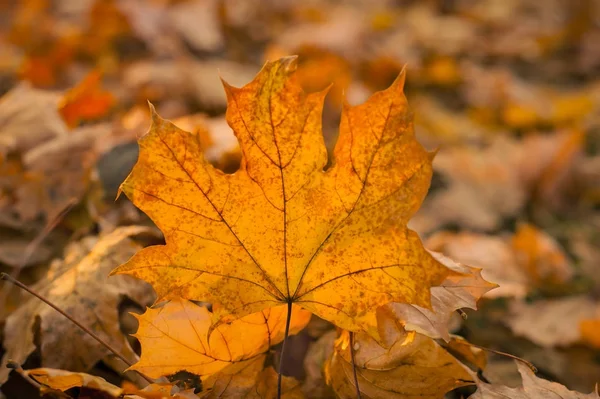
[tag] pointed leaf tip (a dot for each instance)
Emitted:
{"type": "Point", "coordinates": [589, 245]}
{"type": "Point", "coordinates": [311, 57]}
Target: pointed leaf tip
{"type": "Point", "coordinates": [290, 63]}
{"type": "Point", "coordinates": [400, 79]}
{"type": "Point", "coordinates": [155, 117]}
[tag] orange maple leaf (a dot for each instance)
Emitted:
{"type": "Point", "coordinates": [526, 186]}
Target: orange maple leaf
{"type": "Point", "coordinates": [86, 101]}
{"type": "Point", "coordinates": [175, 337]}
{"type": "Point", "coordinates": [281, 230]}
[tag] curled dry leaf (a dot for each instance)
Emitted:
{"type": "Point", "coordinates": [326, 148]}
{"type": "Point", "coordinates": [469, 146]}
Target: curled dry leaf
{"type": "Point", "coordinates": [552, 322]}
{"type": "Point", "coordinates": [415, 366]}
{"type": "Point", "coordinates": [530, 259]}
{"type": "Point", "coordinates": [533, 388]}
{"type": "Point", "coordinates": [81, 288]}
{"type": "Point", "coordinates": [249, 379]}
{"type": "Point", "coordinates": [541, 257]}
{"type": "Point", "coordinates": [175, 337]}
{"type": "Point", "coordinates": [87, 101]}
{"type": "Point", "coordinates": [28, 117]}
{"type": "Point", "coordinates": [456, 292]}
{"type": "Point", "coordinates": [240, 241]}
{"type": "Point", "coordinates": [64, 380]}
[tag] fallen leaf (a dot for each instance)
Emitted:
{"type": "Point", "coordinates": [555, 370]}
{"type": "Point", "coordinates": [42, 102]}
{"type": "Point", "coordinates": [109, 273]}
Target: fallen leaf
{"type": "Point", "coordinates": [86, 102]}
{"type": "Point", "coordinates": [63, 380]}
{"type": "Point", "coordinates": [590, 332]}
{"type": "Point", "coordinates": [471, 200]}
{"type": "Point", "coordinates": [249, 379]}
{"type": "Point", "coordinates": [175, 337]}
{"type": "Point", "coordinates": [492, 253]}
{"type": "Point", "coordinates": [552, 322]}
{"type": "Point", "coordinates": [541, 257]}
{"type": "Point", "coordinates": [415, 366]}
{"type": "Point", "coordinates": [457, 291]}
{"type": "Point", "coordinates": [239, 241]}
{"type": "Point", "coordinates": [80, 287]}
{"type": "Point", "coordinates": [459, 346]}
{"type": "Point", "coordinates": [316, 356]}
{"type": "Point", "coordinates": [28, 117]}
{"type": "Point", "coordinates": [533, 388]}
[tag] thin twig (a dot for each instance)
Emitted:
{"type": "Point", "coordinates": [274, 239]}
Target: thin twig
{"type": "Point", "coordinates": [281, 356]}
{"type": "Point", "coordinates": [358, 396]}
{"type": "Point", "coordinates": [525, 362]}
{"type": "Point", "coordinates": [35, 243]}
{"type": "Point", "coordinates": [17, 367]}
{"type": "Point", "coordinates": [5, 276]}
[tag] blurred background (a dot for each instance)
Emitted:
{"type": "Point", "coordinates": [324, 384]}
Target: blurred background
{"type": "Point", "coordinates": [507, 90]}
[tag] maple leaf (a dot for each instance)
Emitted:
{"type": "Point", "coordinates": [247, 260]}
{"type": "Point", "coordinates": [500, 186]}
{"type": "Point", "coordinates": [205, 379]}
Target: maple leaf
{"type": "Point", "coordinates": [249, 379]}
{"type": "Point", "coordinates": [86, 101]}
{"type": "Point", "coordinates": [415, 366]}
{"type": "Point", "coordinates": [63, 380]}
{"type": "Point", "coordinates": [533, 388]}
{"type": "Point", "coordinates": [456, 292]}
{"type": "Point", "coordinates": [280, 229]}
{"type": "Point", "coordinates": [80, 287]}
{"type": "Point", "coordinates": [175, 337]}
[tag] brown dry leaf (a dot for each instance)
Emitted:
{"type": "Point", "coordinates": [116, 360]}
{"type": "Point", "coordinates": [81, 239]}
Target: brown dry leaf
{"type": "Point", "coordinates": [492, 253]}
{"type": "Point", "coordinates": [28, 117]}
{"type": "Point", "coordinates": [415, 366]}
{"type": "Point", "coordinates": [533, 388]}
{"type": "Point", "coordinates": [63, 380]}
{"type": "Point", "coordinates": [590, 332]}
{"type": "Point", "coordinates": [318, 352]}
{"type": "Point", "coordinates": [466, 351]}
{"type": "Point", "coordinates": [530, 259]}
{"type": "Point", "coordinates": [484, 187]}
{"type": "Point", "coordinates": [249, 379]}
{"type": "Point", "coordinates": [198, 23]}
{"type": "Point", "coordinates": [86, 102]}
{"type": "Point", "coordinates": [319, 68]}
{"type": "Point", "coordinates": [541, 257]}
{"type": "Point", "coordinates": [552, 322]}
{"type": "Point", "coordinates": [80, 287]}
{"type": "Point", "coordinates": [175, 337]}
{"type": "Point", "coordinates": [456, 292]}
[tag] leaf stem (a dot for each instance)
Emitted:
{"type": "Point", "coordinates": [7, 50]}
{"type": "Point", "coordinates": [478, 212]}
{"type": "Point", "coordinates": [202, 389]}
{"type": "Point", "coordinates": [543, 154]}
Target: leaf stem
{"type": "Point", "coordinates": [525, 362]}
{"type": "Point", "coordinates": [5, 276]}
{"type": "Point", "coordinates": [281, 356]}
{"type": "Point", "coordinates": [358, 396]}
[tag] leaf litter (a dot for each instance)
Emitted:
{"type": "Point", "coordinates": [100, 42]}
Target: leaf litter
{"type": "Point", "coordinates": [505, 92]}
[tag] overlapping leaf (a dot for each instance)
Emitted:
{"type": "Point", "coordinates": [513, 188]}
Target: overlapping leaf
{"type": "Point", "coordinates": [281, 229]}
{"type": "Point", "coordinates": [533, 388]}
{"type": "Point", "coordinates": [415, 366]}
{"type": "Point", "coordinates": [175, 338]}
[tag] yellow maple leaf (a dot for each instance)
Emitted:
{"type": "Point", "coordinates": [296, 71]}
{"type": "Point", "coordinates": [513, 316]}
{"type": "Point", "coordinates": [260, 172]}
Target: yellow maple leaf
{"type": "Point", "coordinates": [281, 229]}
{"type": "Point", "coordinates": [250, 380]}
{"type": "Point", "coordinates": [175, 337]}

•••

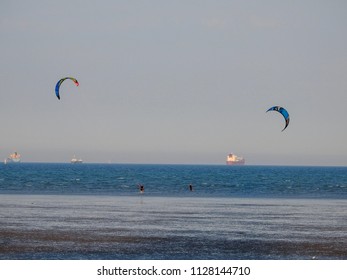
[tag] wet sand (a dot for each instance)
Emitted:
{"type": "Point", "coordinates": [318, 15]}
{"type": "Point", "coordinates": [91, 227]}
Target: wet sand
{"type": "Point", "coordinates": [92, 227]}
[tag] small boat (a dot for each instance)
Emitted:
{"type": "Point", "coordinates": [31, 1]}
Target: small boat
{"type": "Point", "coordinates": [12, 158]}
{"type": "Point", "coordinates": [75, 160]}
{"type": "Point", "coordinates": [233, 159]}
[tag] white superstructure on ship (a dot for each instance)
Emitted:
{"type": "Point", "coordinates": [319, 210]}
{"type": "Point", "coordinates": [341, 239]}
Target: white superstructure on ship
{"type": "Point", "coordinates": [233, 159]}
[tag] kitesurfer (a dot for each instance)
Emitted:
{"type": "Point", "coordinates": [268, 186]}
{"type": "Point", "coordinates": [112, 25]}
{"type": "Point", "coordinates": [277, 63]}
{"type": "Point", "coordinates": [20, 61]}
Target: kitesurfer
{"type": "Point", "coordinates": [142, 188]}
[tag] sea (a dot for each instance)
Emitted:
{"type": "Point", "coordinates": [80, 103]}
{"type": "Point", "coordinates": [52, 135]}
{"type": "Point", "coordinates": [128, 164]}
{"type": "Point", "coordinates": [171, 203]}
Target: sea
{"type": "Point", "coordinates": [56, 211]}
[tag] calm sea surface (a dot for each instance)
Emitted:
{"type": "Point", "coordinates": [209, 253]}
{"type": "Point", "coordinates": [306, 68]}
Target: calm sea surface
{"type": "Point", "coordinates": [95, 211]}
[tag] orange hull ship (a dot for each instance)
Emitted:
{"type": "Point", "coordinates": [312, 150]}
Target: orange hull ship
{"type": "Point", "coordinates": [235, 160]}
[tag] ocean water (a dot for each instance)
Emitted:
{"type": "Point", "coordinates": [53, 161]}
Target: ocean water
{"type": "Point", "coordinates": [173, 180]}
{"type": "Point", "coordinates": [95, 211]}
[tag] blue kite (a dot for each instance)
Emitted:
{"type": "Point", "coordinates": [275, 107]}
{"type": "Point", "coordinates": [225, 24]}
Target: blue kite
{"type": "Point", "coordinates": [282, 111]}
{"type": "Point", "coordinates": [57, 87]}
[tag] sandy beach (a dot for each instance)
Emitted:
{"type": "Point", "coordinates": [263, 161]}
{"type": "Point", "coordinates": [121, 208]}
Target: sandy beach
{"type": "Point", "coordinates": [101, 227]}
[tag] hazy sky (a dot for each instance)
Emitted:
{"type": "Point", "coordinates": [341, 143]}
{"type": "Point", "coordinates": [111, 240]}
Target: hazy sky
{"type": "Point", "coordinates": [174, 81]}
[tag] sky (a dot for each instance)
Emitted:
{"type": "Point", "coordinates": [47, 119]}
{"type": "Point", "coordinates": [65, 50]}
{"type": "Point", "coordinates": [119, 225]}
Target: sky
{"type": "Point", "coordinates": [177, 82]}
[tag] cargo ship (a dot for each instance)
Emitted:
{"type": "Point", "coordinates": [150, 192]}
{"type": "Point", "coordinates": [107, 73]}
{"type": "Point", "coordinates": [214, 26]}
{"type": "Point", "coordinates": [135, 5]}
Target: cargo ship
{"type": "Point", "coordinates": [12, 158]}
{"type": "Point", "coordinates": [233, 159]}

•••

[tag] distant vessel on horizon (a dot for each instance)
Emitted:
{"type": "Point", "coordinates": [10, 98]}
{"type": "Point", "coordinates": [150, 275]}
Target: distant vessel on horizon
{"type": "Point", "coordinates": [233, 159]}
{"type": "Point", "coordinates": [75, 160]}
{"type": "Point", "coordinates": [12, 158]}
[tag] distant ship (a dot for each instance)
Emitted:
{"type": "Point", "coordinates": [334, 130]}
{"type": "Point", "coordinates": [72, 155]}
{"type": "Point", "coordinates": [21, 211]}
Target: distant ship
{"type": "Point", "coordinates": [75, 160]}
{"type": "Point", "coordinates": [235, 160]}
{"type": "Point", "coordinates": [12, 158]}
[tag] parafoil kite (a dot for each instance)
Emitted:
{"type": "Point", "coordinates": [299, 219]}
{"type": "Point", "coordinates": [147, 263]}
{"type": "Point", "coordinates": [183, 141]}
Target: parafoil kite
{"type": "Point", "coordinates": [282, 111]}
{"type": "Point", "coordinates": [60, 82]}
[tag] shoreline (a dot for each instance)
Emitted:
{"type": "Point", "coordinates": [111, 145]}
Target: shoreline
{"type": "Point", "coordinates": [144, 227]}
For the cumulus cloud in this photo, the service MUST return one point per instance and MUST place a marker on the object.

•••

* [Assigned task] Precisely the lines between those holding "[tag] distant ship (a dot for each instance)" and "For the cumulus", inclusive, are to be reproduced from the listing above, with nothing added.

* [Task output]
[tag] distant ship (a dot for each instance)
Emitted:
{"type": "Point", "coordinates": [334, 130]}
{"type": "Point", "coordinates": [72, 155]}
{"type": "Point", "coordinates": [21, 211]}
Target: distant ship
{"type": "Point", "coordinates": [75, 160]}
{"type": "Point", "coordinates": [235, 160]}
{"type": "Point", "coordinates": [12, 158]}
[tag] parafoil kite (a dot for each instance)
Emitted:
{"type": "Point", "coordinates": [299, 219]}
{"type": "Point", "coordinates": [147, 263]}
{"type": "Point", "coordinates": [183, 141]}
Target: parafoil kite
{"type": "Point", "coordinates": [282, 111]}
{"type": "Point", "coordinates": [60, 82]}
[tag] shoreline (a dot for each instance)
Emitted:
{"type": "Point", "coordinates": [111, 145]}
Target: shoreline
{"type": "Point", "coordinates": [144, 227]}
For the cumulus cloud in this photo, the service MUST return one point per instance and MUST place a marker on the object.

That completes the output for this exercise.